» WHAT TO WORK ON
An exact copy of all the data is the expected answer.

» WORKING DATA
__________________________________________________
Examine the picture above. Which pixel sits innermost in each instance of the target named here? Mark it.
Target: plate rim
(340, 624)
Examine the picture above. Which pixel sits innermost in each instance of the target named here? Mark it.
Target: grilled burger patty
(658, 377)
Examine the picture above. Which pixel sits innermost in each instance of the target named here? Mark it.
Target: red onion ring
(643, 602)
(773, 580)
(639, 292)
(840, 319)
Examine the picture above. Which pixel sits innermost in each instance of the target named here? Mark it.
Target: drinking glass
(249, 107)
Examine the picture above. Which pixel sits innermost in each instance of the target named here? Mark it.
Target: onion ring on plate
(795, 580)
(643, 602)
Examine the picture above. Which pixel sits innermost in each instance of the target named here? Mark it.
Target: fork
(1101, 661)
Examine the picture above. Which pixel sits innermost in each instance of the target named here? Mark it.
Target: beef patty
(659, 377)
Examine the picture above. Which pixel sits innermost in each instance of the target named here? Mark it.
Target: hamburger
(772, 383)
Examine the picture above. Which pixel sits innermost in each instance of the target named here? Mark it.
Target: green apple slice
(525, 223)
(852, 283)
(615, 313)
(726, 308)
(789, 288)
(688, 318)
__________________________________________________
» COMPLETED TASK
Examine the picture above. Which pixel sits innermost in each instance of the target named here? Mark it.
Target: plate rim
(340, 624)
Examine the picture above. Which pixel sits innermost in each instance of the target named here? Mark it.
Target: grilled burger patty
(658, 377)
Examine the picture above. Which pixel sits innermost in each instance of the target named here? Mark it.
Target: red onion ring
(643, 602)
(773, 580)
(639, 292)
(840, 319)
Examine the picture above. Which pixel sits innermost in each instance of the target named here? Mark it.
Target: drinking glass
(249, 107)
Examine the picture above. Which pixel sits innermost in each instance of the target named here? Mark it.
Target: onion ring on plate
(795, 580)
(643, 602)
Examine the picture above. Which pixel sits innermost in each instance of the target named here? Mark it.
Target: fork
(1101, 661)
Examine the picture above. Which pixel sits innermost in each instance of the target named here? Mark it.
Target: beef patty
(659, 377)
Examine the picture above. Which pixel sits innermost in each instance of the target named here? Mark it.
Target: hamburger
(772, 383)
Examine the picture above. Which pixel sits innermost in each instance of the target named here? Mark it.
Target: green apple slice
(525, 223)
(852, 283)
(615, 313)
(726, 308)
(789, 288)
(688, 318)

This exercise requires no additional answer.